# The problem
Go through the data and copy each line where the word "detect" shows up.
-- Opening Marker --
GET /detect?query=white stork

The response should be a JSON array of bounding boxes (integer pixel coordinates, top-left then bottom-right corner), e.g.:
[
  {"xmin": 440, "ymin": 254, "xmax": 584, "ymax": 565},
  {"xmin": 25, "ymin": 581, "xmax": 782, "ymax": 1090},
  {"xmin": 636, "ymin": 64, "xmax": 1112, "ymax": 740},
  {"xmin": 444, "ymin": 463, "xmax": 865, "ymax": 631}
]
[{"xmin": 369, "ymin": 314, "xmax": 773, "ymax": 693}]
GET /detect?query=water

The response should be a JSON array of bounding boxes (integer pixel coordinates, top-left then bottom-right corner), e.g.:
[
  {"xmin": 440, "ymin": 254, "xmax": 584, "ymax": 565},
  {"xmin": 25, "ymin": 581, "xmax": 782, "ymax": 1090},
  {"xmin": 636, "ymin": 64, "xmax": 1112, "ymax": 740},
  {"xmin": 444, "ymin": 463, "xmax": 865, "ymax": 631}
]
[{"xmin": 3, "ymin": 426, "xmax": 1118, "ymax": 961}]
-- Closing Marker --
# Response area
GET /detect?query=white stork
GET /detect?query=water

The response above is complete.